▸ TASK TO CARRY OUT: Gather every line of the data below that contains the string "boot", with case counting.

|---|

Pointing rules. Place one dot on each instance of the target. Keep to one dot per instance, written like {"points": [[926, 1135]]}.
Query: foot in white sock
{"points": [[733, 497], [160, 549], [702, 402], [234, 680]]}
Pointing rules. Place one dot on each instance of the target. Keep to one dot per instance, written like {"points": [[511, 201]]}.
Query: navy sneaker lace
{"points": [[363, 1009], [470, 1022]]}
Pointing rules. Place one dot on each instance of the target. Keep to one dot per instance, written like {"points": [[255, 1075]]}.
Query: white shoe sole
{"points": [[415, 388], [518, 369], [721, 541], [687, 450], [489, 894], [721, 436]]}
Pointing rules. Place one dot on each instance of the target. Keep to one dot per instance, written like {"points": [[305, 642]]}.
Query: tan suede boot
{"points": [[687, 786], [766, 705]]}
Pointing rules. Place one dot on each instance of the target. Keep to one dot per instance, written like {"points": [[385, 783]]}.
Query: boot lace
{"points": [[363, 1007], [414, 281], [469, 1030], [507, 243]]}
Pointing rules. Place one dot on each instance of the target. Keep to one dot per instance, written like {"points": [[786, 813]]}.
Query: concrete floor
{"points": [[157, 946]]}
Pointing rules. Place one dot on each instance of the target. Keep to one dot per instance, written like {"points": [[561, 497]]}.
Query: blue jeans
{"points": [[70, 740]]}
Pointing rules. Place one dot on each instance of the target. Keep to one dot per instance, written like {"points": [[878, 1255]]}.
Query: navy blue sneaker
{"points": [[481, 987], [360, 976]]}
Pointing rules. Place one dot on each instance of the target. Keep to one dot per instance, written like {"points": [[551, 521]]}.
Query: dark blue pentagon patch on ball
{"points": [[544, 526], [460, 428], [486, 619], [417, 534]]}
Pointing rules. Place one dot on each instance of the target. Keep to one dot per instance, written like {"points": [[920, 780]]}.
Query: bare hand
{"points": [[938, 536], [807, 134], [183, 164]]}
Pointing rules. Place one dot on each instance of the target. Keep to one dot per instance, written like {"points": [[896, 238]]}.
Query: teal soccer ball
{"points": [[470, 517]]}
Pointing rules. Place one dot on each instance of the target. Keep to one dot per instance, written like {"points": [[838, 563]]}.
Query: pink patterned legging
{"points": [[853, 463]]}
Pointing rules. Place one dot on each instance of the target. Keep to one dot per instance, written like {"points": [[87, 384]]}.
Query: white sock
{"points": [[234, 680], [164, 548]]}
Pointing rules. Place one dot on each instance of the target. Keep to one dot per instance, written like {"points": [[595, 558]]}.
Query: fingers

|---|

▸ COMPLETE OUTPUT:
Query: tan suede boot
Query: boot lace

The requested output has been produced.